Revise the entries below by replacing "black blazer" with "dark suit jacket". Leave everything else unchanged.

_RECORD LIST:_
####################

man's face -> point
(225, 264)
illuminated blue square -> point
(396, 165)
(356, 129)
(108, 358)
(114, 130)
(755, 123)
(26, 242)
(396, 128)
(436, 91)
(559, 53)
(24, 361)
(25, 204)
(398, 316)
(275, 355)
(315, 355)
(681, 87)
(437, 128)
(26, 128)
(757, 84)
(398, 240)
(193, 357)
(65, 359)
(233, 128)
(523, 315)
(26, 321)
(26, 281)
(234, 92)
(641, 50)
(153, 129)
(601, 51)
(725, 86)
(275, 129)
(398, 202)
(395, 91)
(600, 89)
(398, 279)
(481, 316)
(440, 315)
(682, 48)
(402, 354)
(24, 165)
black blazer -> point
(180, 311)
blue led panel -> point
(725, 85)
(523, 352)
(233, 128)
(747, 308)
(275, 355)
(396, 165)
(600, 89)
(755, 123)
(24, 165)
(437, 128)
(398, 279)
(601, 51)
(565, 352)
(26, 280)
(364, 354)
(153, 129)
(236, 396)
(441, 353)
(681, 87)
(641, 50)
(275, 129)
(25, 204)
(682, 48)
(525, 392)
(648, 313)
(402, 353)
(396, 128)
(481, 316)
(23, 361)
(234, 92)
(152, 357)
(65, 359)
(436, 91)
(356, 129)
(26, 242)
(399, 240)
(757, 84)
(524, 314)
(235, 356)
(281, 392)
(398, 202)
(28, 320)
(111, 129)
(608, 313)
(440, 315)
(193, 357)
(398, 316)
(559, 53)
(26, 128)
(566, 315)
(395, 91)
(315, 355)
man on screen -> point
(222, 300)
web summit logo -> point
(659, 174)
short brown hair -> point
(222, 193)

####################

_SOLUTION TO THE EXERCISE:_
man's face -> point
(225, 264)
illuminated blue square -> point
(396, 165)
(356, 129)
(108, 358)
(114, 130)
(755, 123)
(26, 242)
(396, 128)
(436, 91)
(559, 53)
(24, 361)
(25, 204)
(398, 316)
(275, 355)
(315, 355)
(681, 87)
(437, 128)
(26, 128)
(757, 84)
(398, 240)
(193, 357)
(65, 359)
(233, 128)
(523, 315)
(26, 321)
(26, 281)
(234, 92)
(641, 50)
(153, 129)
(601, 51)
(725, 86)
(275, 129)
(398, 202)
(395, 91)
(600, 89)
(398, 279)
(481, 316)
(440, 315)
(682, 48)
(402, 354)
(24, 165)
dark suit jacket -> point
(180, 311)
blue led panel -> point
(725, 85)
(523, 352)
(233, 128)
(747, 308)
(275, 355)
(396, 165)
(600, 89)
(755, 123)
(24, 165)
(437, 128)
(398, 279)
(601, 51)
(565, 352)
(26, 280)
(364, 354)
(153, 129)
(236, 396)
(441, 353)
(681, 87)
(641, 50)
(275, 129)
(25, 204)
(682, 48)
(525, 392)
(648, 313)
(402, 353)
(396, 128)
(481, 316)
(23, 361)
(234, 92)
(152, 357)
(65, 359)
(436, 91)
(356, 129)
(26, 242)
(399, 240)
(757, 84)
(524, 314)
(235, 356)
(281, 392)
(398, 202)
(28, 320)
(111, 129)
(608, 313)
(440, 315)
(193, 357)
(398, 316)
(559, 53)
(26, 128)
(566, 315)
(395, 91)
(315, 355)
man on screen -> point
(222, 300)
web summit logo -> point
(659, 174)
short brown hair -> point
(222, 193)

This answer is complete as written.